Your copy of the data should match it exactly, except that the pictures are gone.

* [Input data]

----

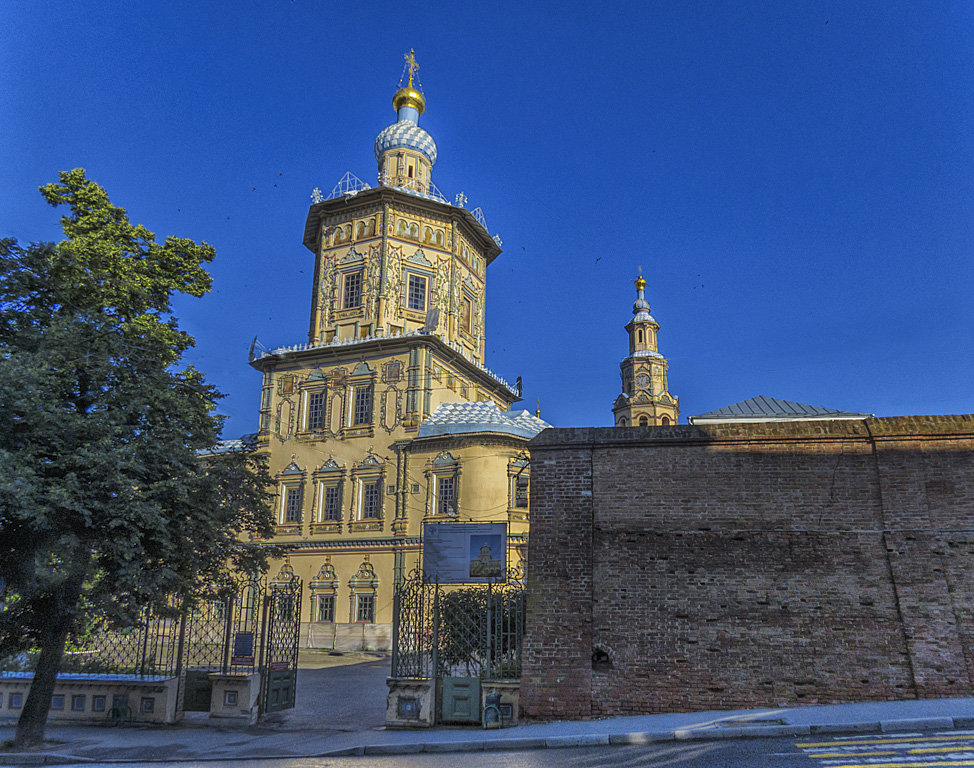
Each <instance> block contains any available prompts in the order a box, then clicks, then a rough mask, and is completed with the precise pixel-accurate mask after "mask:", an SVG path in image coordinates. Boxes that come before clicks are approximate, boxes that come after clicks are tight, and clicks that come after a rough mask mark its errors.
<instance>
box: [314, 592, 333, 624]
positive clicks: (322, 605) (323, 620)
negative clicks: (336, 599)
mask: <svg viewBox="0 0 974 768" xmlns="http://www.w3.org/2000/svg"><path fill="white" fill-rule="evenodd" d="M334 620H335V596H334V595H318V621H334Z"/></svg>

----

* [The answer]
Each <instance> block contains any available prompts in the order a box, then clicks, then a rough mask, and is completed with the precise pixel-accurate mask after "mask:", an SVG path in image coordinates. Boxes that come before clicks are approximate, boxes that come after clicks are tight, and clicks that come after a rough mask mark its errors.
<instance>
box: [314, 592, 333, 624]
positive clicks: (322, 605) (323, 620)
negative clicks: (336, 599)
mask: <svg viewBox="0 0 974 768" xmlns="http://www.w3.org/2000/svg"><path fill="white" fill-rule="evenodd" d="M334 620H335V596H334V595H318V621H334Z"/></svg>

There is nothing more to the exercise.